- _ENTRIES PROVIDED_
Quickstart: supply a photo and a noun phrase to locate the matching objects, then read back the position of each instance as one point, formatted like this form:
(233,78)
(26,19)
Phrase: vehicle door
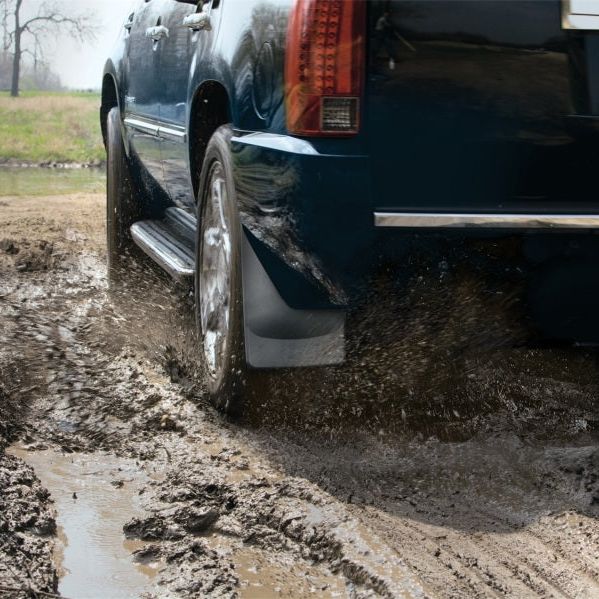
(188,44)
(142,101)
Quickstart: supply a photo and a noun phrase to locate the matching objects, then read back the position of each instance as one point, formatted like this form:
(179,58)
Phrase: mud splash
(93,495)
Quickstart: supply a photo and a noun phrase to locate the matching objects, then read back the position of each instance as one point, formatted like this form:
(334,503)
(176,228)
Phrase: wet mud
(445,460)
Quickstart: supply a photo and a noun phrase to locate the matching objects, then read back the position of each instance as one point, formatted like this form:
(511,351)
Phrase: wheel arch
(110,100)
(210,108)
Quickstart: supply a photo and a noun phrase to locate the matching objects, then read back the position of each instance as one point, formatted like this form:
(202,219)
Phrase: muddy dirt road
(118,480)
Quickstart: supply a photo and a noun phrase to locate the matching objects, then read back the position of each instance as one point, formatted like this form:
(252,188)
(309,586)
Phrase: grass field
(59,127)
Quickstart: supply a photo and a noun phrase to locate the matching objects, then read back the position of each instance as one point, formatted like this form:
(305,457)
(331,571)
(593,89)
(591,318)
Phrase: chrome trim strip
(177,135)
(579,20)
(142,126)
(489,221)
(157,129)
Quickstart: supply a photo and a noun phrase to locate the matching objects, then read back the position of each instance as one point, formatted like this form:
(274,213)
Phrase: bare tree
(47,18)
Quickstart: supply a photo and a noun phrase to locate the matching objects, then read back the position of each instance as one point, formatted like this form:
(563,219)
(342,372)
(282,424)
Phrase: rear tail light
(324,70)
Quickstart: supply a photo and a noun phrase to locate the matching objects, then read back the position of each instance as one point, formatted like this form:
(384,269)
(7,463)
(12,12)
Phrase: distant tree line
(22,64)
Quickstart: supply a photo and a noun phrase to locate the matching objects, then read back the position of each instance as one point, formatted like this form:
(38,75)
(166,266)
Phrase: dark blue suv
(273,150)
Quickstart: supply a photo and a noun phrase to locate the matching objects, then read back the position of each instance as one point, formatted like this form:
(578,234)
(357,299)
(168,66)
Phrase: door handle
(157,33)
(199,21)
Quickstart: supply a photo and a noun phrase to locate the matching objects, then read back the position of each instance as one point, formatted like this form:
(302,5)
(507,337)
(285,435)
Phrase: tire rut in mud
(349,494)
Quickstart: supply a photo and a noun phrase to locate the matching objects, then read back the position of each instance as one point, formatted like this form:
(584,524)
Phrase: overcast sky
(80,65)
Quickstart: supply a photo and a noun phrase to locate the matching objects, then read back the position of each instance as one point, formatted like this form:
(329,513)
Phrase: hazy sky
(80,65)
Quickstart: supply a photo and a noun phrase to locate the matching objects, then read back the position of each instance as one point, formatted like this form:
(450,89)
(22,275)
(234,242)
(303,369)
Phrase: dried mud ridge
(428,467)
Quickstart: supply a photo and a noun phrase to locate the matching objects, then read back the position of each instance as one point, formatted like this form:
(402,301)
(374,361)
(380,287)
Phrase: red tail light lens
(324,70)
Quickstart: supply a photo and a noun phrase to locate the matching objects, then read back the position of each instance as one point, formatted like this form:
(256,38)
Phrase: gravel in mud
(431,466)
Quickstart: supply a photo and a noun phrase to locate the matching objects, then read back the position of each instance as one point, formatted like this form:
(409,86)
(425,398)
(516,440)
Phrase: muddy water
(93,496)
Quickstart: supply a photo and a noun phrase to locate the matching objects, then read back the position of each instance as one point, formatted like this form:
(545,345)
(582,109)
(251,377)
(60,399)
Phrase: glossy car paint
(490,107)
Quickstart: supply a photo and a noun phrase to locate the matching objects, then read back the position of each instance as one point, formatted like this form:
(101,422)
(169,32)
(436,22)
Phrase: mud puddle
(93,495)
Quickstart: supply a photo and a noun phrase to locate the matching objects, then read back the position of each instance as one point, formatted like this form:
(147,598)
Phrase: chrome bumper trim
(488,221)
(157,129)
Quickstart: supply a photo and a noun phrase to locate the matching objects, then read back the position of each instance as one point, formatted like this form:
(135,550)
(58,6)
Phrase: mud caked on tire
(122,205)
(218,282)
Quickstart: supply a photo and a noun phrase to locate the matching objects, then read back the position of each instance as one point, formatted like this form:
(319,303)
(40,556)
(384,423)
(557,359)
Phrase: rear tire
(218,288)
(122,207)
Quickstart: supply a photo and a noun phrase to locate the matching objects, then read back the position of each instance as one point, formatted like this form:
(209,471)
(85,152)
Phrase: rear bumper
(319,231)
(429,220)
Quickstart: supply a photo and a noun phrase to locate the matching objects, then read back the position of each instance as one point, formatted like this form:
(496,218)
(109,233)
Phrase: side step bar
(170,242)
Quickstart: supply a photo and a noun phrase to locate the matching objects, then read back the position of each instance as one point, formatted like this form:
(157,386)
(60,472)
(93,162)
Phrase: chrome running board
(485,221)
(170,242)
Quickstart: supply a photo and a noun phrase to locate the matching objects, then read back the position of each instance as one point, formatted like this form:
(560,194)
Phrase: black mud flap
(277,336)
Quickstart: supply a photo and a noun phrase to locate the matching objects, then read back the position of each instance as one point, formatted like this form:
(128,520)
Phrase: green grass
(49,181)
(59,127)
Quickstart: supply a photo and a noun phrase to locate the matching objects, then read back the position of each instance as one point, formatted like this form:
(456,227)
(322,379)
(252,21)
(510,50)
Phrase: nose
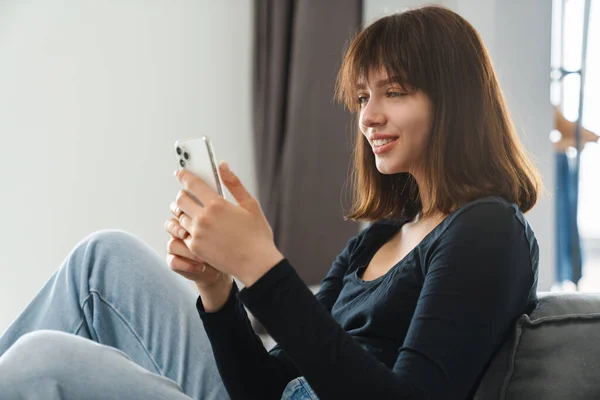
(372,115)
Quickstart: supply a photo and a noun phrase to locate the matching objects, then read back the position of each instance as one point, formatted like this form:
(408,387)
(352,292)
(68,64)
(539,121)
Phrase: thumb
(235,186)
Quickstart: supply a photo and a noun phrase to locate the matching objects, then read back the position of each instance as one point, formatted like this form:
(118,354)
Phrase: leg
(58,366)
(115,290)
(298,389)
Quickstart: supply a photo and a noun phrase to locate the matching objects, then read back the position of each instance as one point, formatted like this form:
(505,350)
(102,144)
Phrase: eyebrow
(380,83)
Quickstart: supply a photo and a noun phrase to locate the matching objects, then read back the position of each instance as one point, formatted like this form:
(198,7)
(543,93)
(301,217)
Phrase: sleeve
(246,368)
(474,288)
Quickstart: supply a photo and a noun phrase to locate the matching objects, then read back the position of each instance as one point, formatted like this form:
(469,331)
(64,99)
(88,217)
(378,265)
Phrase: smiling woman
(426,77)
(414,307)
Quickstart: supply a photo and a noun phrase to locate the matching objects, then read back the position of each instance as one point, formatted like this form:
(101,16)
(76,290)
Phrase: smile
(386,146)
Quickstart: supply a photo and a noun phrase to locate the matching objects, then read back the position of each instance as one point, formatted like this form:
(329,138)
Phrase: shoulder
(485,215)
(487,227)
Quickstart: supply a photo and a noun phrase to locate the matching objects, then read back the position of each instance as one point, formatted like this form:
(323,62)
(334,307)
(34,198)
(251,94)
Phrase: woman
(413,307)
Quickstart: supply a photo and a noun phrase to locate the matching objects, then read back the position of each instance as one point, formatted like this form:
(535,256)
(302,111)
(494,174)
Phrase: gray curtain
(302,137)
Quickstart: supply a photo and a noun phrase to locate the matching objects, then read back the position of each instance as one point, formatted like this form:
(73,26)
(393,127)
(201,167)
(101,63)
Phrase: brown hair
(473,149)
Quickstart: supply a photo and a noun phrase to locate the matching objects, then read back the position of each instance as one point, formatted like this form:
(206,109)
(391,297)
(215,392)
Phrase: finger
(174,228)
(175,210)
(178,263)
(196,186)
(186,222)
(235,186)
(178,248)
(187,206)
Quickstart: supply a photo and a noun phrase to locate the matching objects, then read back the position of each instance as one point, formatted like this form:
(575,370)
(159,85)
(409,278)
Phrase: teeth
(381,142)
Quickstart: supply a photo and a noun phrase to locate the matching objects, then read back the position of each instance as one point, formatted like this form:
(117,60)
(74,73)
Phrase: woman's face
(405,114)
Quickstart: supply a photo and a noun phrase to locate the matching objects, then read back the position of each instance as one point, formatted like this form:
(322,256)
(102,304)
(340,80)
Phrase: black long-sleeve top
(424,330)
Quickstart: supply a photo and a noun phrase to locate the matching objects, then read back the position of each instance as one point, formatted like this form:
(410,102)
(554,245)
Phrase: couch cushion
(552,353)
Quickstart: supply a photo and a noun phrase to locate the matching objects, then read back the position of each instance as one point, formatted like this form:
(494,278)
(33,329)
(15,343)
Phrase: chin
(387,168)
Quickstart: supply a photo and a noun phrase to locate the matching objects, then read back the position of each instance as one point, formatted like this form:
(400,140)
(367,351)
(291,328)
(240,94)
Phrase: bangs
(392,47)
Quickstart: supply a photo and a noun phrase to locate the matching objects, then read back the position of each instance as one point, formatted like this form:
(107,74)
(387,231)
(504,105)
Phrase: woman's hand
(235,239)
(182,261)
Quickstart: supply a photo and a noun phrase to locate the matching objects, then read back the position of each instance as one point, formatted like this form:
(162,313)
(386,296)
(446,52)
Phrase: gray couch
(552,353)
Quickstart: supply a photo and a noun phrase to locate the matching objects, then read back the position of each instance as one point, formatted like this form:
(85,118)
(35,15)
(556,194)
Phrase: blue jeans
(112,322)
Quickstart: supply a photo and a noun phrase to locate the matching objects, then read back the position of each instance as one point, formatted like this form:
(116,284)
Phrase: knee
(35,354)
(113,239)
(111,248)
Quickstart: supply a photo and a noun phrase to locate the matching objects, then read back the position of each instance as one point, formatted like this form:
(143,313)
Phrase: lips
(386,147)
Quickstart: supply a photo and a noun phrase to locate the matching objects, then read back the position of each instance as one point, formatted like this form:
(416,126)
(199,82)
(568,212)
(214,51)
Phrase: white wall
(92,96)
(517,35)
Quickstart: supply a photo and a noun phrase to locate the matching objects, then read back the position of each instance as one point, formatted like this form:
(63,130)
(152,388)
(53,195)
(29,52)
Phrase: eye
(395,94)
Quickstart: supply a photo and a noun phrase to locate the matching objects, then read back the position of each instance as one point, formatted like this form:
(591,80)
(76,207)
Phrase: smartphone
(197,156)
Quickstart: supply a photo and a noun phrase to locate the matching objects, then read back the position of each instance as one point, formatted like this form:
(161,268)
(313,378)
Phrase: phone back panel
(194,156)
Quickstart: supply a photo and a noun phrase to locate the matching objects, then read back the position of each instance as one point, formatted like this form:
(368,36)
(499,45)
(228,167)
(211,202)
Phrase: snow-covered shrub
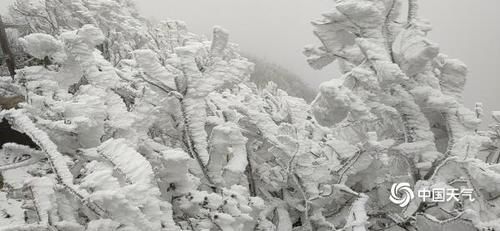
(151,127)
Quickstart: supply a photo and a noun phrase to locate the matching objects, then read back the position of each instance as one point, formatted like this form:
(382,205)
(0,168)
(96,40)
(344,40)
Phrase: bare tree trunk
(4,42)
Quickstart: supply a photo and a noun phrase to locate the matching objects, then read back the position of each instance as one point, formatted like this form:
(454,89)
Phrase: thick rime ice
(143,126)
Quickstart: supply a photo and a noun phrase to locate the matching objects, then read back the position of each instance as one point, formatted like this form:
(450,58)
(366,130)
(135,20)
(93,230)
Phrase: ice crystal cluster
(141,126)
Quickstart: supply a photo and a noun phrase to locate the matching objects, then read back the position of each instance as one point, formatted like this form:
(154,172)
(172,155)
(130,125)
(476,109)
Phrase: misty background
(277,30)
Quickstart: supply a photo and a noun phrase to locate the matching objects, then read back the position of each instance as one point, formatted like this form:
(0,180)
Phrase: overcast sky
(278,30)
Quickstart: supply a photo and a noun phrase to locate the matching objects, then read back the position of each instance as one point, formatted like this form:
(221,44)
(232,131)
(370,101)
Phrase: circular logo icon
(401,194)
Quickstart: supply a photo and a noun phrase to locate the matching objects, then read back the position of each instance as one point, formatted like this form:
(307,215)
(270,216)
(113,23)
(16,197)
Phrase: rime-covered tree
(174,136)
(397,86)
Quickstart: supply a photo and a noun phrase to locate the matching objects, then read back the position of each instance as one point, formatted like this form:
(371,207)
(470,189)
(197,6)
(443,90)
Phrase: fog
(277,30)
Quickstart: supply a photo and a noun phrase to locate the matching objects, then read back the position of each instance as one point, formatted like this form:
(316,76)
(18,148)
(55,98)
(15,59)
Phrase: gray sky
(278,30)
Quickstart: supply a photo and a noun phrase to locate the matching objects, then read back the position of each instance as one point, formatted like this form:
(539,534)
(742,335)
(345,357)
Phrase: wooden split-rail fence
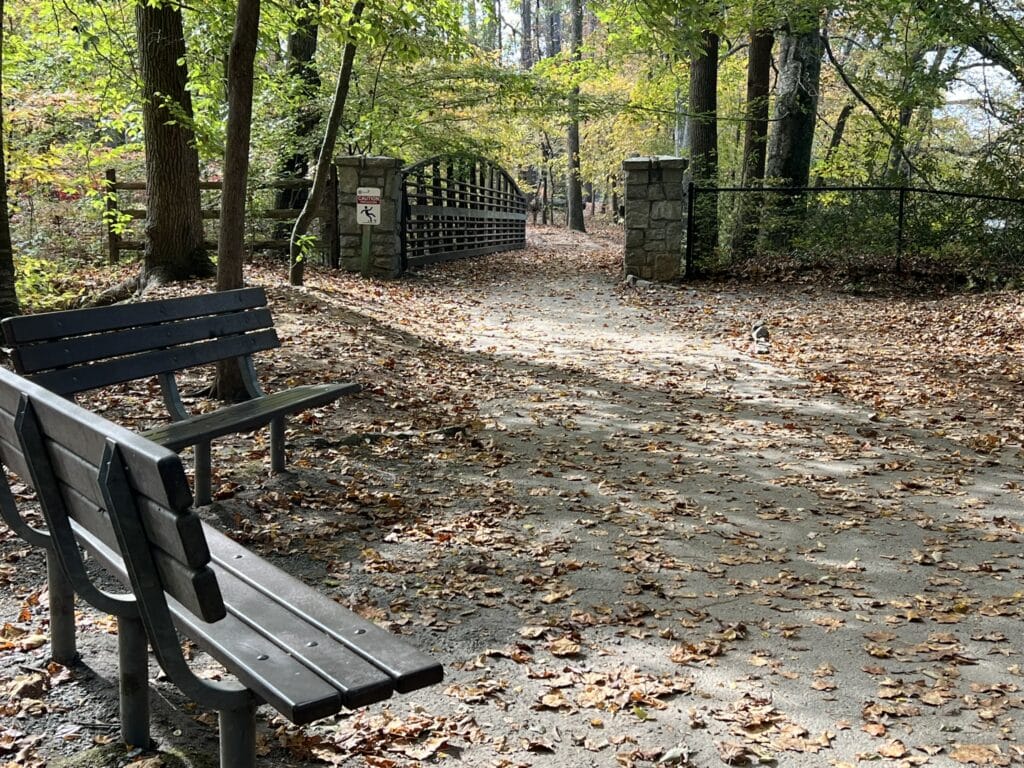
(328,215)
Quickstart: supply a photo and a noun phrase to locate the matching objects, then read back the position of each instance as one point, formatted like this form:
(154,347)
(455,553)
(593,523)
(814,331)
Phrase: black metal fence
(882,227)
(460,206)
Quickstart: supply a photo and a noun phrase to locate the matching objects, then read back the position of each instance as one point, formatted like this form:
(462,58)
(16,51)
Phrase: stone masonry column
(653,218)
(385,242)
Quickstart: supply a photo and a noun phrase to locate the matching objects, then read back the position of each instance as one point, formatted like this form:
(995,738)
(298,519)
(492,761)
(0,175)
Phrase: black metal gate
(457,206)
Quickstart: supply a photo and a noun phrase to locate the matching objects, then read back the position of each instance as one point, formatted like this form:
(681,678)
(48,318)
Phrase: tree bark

- _PROBLEM TO WORK ON_
Please show every line in the records above that contains the word "trim", copying each one in full.

- _REPLY_
Phrase: chrome trim strip
Phrase: chrome bumper trim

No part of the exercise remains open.